**REQUIREMENT**
In the text about A Hard Day's Night, who wrote the film?

What's the Big Deal?
A Hard Day's Night is a musical comedy film released in 1964 and was the first of five films featuring the Beatles. Directed by Richard Lester who would collaborate with the Fab Four again on their next film Help!, the film follows the band for a few days as they prepare for a live performance on TV while getting into various situations due to Paul's roguish grandfather. In addition to John Lennon, Paul McCartney, George Harrison and Ringo Starr appearing as themselves, the film also stars Wilfred Brambell and it was written by Alun Owen. The film was a critical and commercial success and even earned two Academy Award nominations. Over the years, the film's stature has grown even more with numerous films influenced by Lester's directing style (the film itself also inspired the creation of The Monkees) and is now widely hailed as one of the best rock-and-roll movies of all time.
What's It About?
Frantically running from a swarm of screaming teenage girls, the Beatles just about manage to board a train to London on their way to a TV studio. Their manager Norm has arranged for them to appear and perform on a live programme the following day and travels with them together with the band's road manager Shake. As the group settle down, they are introduced to Paul's grandfather who is apparently travelling with the group in an effort to cheer himself up after having his heart broken. However, they soon realise that the old man is more trouble than he is worth and after making a nuisance of himself, the five of them spend the rest of the journey in the mail carriage.

**PROVIDED RECORDS**

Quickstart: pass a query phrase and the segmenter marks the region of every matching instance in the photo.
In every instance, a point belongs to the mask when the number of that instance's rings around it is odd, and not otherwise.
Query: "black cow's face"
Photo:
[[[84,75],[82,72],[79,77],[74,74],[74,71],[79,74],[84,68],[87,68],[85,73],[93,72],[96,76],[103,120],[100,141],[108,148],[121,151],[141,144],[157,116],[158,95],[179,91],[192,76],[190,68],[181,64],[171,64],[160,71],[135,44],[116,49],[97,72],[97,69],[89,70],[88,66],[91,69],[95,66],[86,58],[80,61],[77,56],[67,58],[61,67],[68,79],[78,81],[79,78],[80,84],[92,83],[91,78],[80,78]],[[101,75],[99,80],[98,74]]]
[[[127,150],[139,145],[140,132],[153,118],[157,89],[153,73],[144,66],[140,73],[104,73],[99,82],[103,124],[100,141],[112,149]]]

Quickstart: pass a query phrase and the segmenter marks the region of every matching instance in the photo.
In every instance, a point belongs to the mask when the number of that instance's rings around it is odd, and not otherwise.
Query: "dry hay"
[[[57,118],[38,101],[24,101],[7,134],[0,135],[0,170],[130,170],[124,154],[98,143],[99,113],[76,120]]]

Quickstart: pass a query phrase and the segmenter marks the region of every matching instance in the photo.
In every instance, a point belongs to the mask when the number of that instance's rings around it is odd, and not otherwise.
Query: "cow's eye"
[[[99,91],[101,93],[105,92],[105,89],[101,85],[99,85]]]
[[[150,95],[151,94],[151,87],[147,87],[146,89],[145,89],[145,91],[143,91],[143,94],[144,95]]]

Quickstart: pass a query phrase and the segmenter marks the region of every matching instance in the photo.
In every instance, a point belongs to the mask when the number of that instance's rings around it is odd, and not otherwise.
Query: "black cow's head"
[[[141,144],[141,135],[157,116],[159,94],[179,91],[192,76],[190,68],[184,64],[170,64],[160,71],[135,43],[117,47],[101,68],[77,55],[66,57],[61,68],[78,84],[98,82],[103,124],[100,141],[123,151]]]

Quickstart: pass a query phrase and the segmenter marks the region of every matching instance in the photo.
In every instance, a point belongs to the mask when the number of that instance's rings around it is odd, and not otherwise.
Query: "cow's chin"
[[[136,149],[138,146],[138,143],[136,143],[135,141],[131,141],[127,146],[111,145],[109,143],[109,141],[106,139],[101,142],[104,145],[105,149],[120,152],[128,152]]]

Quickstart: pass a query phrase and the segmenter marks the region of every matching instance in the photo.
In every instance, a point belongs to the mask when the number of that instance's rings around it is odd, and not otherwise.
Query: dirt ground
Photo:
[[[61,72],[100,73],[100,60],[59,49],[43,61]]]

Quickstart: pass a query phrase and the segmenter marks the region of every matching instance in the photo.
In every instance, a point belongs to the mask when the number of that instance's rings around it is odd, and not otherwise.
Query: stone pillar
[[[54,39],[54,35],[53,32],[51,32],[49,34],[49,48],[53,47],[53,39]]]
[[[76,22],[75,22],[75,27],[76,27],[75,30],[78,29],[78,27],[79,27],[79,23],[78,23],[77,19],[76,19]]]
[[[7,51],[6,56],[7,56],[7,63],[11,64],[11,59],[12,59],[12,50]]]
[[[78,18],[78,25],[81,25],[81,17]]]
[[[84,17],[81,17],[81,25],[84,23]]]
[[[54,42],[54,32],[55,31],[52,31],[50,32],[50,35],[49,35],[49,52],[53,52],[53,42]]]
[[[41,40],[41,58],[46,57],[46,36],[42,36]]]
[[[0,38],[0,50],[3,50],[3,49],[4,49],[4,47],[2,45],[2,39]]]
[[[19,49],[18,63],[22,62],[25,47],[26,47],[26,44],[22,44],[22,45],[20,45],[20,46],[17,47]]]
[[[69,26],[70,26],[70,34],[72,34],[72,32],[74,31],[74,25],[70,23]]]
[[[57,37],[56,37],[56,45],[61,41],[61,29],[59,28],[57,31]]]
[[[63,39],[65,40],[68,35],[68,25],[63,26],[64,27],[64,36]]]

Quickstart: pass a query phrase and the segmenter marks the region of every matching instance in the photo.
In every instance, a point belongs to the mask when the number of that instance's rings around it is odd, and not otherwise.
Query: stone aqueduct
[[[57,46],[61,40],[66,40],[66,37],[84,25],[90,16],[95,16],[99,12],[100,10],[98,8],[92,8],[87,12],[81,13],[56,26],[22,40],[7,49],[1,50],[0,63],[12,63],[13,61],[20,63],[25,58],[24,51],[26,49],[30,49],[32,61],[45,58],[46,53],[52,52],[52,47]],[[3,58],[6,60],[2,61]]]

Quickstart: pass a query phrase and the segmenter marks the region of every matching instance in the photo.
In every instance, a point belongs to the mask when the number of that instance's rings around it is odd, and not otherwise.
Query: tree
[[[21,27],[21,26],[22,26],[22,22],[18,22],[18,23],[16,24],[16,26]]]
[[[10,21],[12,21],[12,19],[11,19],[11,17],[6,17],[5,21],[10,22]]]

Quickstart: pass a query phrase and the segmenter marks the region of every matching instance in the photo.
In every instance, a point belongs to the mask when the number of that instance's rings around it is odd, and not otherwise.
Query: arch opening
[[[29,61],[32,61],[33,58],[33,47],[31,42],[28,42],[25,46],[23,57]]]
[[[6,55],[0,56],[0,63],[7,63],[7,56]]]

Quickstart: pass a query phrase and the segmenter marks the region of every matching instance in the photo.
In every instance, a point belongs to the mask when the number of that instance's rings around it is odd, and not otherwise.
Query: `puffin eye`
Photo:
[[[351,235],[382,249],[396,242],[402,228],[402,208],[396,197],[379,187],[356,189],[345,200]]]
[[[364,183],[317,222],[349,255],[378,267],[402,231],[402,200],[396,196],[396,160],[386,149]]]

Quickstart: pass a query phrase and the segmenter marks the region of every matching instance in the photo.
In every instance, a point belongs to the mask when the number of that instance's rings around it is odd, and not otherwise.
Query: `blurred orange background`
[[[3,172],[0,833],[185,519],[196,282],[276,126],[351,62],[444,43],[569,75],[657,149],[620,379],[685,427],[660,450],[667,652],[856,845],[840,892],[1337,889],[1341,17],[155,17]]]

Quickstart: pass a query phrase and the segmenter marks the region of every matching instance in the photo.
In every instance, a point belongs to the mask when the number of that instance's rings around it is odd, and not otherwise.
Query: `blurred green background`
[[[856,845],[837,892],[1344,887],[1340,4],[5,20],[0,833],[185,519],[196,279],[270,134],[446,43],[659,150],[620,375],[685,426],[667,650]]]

**TASK ANSWER**
Alun Owen